— START OF Given records —
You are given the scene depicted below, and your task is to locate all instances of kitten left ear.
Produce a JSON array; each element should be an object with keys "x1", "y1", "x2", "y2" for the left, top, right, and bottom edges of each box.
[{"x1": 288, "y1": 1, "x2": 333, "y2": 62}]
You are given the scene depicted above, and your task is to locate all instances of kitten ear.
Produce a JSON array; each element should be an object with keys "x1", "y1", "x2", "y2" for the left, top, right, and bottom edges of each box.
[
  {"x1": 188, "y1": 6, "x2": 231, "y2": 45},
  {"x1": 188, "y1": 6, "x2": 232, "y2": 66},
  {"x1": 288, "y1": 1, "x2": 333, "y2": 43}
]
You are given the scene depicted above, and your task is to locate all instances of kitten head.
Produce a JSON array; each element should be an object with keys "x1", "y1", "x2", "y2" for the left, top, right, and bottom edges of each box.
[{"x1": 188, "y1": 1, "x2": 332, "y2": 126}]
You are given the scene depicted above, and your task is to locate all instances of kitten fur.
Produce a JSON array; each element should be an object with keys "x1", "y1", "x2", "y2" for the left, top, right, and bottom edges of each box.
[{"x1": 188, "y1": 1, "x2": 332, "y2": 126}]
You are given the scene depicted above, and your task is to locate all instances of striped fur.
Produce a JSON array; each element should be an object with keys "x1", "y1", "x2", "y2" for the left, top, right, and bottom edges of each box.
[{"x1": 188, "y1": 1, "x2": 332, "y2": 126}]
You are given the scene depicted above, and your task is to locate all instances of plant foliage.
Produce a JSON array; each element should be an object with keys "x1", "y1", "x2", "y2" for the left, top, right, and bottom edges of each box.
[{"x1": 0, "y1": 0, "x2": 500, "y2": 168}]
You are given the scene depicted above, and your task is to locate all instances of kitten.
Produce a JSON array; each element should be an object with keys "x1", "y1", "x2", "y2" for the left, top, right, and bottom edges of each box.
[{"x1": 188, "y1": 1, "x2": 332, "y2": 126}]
— END OF Given records —
#### Set task:
Express the lines starting at the one containing "instances of kitten." and ending at the last line above as a two-column CSV with the header input,output. Put the text in input and its answer in output, each in a quoted field with line breaks replaced by spaces.

#### Reply:
input,output
"You are given the scene depicted above, and your task is to locate all instances of kitten. Produce a JSON array; each element should be an object with keys ""x1"", ""y1"", ""x2"", ""y2"" for the left, top, right, and bottom edges of each box.","[{""x1"": 188, ""y1"": 1, ""x2"": 332, ""y2"": 126}]"